### SELECTED PASSAGE
Start of Block

Samuel Sears discusses fears of being shocked and offers suggestions for doctors to help alleviate those fears.

He told the doctors in his audience, “There has to be some foresight, on your part, to be able to see a way for patients to overcome what they’ve been through.”

While a cardioverter defibrillator is a life-saving therapy — in fact “one of the most amazing innovations and inventions of our time” — the potential for anxiety and disengagement is high, Sears said.

In the North Carolina man’s case, he said, “We had to turn this into a safety-net kind of conversation, as opposed to a fear conversation.”

Sears emphasized the need for physicians “to reiterate our faith in the device, that the device is actually smart, and that while it was an inappropriate shock, it did what it was supposed to do from the standpoint of how it was programmed.”

End of Block

### BRIEF 1
In the passage about fears of defibrillator shocks, what does Sears call the cardioverter defibrillator?
### BRIEF 2
Rewrite the passage about fears of defibrillator shocks from "He told the" to "high, Sears said.", changing "anxiety" to "worry".
### BRIEF 3
Continue the passage about fears of defibrillator shocks from where it stops.

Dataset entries
Start of Block

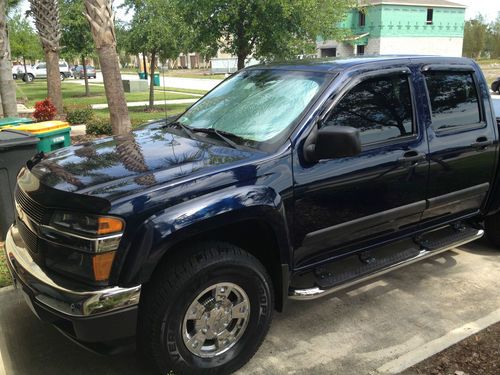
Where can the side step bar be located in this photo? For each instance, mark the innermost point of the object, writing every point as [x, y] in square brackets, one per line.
[429, 249]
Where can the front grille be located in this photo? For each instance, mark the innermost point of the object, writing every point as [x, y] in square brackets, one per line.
[31, 208]
[30, 239]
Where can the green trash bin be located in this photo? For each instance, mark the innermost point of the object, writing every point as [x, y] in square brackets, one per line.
[14, 121]
[53, 135]
[156, 79]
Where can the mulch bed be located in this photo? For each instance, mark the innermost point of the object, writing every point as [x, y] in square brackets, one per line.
[476, 355]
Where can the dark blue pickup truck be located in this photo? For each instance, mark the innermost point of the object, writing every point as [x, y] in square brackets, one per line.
[285, 181]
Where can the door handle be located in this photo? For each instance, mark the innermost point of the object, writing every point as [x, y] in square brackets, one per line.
[482, 143]
[412, 157]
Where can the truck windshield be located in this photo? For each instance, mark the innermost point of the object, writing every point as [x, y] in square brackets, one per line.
[256, 105]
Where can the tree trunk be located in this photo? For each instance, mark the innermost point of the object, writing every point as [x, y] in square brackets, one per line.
[7, 84]
[85, 78]
[241, 61]
[120, 121]
[99, 13]
[144, 65]
[151, 84]
[54, 80]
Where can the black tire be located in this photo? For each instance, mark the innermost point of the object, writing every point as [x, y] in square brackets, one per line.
[174, 287]
[492, 228]
[28, 77]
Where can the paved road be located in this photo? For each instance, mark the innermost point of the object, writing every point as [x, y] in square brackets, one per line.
[351, 332]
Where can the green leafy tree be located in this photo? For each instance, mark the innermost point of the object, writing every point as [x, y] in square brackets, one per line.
[266, 29]
[493, 39]
[76, 36]
[24, 43]
[156, 30]
[475, 33]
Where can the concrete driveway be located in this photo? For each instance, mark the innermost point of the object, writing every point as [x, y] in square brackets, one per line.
[409, 313]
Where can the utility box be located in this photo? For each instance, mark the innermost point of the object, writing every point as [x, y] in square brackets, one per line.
[135, 86]
[16, 147]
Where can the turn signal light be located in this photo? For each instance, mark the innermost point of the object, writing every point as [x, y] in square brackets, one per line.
[109, 225]
[101, 264]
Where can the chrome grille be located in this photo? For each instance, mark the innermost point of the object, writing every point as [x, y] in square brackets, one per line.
[29, 238]
[31, 208]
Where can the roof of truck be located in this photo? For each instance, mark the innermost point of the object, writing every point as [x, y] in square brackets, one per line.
[333, 64]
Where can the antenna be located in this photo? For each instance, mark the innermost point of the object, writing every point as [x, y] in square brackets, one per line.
[164, 90]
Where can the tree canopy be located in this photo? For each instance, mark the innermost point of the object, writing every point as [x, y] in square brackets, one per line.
[24, 42]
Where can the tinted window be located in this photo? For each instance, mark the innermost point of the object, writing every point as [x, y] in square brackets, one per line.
[453, 99]
[379, 107]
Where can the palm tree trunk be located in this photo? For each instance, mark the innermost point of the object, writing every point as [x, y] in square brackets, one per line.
[46, 14]
[7, 84]
[100, 16]
[54, 92]
[151, 80]
[85, 78]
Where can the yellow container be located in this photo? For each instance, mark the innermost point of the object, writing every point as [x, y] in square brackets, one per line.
[43, 127]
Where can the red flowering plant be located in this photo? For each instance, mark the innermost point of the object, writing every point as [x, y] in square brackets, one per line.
[44, 110]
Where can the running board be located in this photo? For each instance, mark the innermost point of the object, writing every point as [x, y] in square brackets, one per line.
[429, 249]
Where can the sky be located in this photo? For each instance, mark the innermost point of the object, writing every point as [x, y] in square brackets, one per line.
[488, 8]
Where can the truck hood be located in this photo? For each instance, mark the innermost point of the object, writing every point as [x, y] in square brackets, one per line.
[115, 166]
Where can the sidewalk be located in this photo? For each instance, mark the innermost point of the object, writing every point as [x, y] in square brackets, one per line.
[362, 330]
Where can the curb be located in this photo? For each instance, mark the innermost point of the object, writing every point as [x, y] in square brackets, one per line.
[438, 345]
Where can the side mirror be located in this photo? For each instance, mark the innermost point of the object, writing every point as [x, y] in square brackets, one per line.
[332, 142]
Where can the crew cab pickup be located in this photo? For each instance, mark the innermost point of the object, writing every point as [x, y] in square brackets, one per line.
[285, 181]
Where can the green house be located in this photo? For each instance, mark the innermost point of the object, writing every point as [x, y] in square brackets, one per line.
[424, 27]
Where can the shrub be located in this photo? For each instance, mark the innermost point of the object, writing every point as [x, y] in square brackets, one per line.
[79, 115]
[98, 126]
[44, 110]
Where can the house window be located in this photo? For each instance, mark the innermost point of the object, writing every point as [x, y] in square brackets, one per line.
[430, 13]
[361, 19]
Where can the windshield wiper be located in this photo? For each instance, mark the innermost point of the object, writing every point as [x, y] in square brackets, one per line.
[186, 129]
[220, 134]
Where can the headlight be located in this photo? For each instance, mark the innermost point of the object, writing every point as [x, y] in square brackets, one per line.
[86, 244]
[86, 225]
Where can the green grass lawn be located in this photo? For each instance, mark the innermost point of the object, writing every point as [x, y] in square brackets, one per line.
[4, 272]
[74, 94]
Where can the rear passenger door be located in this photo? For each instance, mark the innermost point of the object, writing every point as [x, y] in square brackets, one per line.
[461, 142]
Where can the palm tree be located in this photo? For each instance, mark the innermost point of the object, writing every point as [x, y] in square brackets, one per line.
[46, 14]
[100, 16]
[8, 104]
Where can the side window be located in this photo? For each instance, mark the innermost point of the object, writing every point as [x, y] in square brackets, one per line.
[454, 100]
[379, 107]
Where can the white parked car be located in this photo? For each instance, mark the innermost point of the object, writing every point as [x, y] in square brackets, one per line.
[40, 71]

End of Block

### WRITTEN REPLY 1
One of the most amazing innovations and inventions of our time.

### WRITTEN REPLY 2
He told the doctors in his audience, “There has to be some foresight, on your part, to be able to see a way for patients to overcome what they’ve been through.”

While a cardioverter defibrillator is a life-saving therapy — in fact “one of the most amazing innovations and inventions of our time” — the potential for worry and disengagement is high, Sears said.

### WRITTEN REPLY 3
Just in the past year, he said, the number of implanted cardioverter defibrillator patients who in the past 20 years could have expected to receive a shock as often as 40% of the time has fallen significantly. Now, just 4-6% of patients can expect to be shocked in any given year.

But despite improvements in technology, “there’s still fear, even though we’re at the best we’ve ever been. So, what are we doing here?” Sears asked his audience, which included cardiologists and cardiology fellows.

He said that as patients accumulate shocks or symptoms, they accumulate anxieties, moving from specific anxieties like “I’m afraid of exercise,” to a more general state of anxiety, to ultimately believing, “There’s nothing safe I can do.”

“If that is true, your comeback is stopped,” he said.

Sears suggested that cardiologists need to go beyond medical management to become more involved in managing their patients’ emotions and the roles they play in life, recognizing that many patients need help problem solving and decision making, as well as knowing how to contact their care team and otherwise access care.

“When we implant them, they’re a little bit anxious for three to six months, then get more confident,” he said. “Once they’ve been shocked, the anxiety seems to persist for almost two years without addressing in it some way.”

Sears said cardiac clinicians need to pay attention to try to recognize avoidance behavior in patients, as well as tendencies toward worst case scenario thinking.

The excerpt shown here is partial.